--- START SELECTED EXCERPT ---

Personality Types that Like it Best

All personality types love it including Mid and Centric-Authentics (warm beaches) and Venturesome types (varied activities)

Did You Know…?

  • Hawaii is a chain of 132 islands extending 1,523 miles — like New York to Denver.
  • Capt. James Cook called these the Sandwich Islands.
  • Hawaii is the only U.S. state to have been an independent monarchy (ending in 1893).
  • The Hawaiian alphabet has five vowels, seven consonants and the glottal stop (‘).
  • The first bill for statehood was introduced in 1919; statehood came in 1959.

Beaches plus

Hawaii is a beach destination, yes, but it is much more. Even several visits covering all the larger islands may not be enough for an inquisitive visitor to experience all that is of interest.

It helps to know key facts about each of the state’s most important islands. Each has its unique personality, weather and attractions, as follows:

  • Oahu, the main island, contrasts its hustle bustle, great shopping and fabulous dining enjoyed in the capital city, Honolulu, with the open spaces on the windward side, which includes Sunset Beach, often called the surfing capital of the world.

--- END SELECTED EXCERPT ---

EXERCISE DESCRIPTION: Duplicate the part of the Hawaii travel text between "All personality types" and "(ending in 1893).", inclusive. The listing has no connection to the Hawaii travel text.

--- START SUPPLIED RECORDS ---

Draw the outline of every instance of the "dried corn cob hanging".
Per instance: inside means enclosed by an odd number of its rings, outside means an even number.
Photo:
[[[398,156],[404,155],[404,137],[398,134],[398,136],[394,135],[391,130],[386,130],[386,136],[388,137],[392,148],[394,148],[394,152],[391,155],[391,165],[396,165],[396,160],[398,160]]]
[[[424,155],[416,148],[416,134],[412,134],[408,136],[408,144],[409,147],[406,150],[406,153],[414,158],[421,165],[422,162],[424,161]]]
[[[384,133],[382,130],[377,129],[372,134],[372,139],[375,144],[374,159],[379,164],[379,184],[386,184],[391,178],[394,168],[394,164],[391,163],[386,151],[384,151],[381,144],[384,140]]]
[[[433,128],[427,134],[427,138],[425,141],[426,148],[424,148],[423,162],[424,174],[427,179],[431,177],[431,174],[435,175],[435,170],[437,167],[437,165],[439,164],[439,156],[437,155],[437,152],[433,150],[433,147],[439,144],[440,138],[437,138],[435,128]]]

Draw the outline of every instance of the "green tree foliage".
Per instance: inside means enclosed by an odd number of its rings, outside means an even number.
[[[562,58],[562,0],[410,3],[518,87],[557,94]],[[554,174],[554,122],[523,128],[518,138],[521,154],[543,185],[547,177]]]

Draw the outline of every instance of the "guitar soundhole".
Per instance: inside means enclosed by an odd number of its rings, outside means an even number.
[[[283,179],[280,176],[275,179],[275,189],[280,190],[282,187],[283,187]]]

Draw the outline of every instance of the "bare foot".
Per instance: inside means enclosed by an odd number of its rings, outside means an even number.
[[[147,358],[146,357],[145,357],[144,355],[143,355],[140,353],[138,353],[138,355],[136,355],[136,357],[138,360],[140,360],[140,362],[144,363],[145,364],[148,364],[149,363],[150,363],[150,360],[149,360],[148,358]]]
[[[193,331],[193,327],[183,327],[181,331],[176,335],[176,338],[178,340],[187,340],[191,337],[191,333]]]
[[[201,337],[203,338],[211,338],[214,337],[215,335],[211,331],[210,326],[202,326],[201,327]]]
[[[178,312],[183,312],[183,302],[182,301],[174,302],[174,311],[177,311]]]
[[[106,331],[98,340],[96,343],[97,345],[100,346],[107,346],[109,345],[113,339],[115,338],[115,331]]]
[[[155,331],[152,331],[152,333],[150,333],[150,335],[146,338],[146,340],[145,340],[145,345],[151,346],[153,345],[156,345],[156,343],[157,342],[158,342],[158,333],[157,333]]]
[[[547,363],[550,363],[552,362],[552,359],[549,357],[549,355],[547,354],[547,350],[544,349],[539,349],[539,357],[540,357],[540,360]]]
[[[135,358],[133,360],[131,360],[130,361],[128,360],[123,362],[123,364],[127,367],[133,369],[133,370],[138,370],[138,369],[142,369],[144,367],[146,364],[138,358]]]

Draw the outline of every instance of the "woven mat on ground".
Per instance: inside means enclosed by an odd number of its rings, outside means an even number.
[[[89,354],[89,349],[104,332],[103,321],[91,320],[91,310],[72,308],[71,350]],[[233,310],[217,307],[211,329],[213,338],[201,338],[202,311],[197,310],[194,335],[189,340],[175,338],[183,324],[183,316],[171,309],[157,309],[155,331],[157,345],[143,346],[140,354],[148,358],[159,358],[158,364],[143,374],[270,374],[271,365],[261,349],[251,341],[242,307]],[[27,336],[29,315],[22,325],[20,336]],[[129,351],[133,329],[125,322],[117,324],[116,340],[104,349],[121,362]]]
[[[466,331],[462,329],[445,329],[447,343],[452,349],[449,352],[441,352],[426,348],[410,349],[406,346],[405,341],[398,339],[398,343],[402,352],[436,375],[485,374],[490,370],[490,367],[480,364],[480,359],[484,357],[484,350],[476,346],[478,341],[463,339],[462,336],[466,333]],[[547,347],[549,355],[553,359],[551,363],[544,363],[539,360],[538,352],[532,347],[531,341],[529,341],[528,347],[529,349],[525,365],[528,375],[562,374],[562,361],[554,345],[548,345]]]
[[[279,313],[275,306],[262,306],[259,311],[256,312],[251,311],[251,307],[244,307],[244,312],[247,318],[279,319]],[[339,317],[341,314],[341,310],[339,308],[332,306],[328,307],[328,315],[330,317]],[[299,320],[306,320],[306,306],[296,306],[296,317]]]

--- END SUPPLIED RECORDS ---

RESPONSE TO THIS TASK:
All personality types love it including Mid and Centric-Authentics (warm beaches) and Venturesome types (varied activities)

Did You Know…?

  • Hawaii is a chain of 132 islands extending 1,523 miles — like New York to Denver.
  • Capt. James Cook called these the Sandwich Islands.
  • Hawaii is the only U.S. state to have been an independent monarchy (ending in 1893).